-- Begin DATA LINES --
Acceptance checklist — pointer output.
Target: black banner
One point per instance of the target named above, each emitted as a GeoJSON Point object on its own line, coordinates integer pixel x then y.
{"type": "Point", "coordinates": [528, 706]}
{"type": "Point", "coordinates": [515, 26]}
-- End DATA LINES --
Please rewrite all the items above as a numbered list, leaving out any blank lines.

PROBLEM SOLUTION:
1. Acceptance checklist — pointer output.
2. Target: black banner
3. One point per instance of the target named above, each emitted as a GeoJSON Point object on its own line, coordinates integer pixel x then y.
4. {"type": "Point", "coordinates": [528, 706]}
5. {"type": "Point", "coordinates": [515, 26]}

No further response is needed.